Text block =
— Start —
As I mentioned in the comments, since the field of each ring contains an integral, this is really a double integral, even if you decide to call this "two single integrals".
$\endgroup$ 3 $\begingroup$We assume that the sphere of radius $R$ centered at 0. Let us assume an observation point $o$ above the north pole of the sphere (by symmetry this should provide a good answer). We consider rings from the bottom up to the north polo $(0,0,R)$. The ring at a high $z$, $-R \le z \le R$ has a radius $\rho=\sqrt{R^2 - z^2}$. We prefer to see the problem as a function of the polar angle from $-\pi/2$ to $\pi/2$. We have that $\rho=R \sin \theta$ with $\theta$ the polar angle. It is well known that for a ring with uniform charge density $\sigma$ , radius $r$ and an observation point in the axis of the ring at a distance $d$ from the center (in the direction of the axis of the ring) produces the field
\begin{eqnarray*} E(d,\rho)= \frac{\sigma \rho \, d}{2 \epsilon_0(\rho^2 + d^2)^{3/2}}. \end{eqnarray*} The distance between the observation point $o$ and the ring at $z$ height is $d=o-z$, and $z=R \sin \theta$, then we find
\begin{eqnarray*} E(\theta)= \frac{\sigma (o-R \sin \theta) R \sin \theta}{2 \epsilon_0(R^2 \sin^2 \theta + (o-R \sin \theta)^2)^{3/2}}. \end{eqnarray*} We need to integrate along $\theta$ between $0$ and $\pi$. Along the polar axis the element of integration is $d \ell = R \, d \theta$, so we will need to multiply by $R \, d \theta$.
— End —
Data lines =
— Start —
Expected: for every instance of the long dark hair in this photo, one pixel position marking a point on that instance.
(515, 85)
— End —
Set exercise = According to the text on the field of a charged sphere, why is the calculation really a double integral? Answer in one to three sentences.

Result of the exercise = The field of each ring already contains an integral, so the calculation is really a double integral. That holds even if one chooses to call it "two single integrals".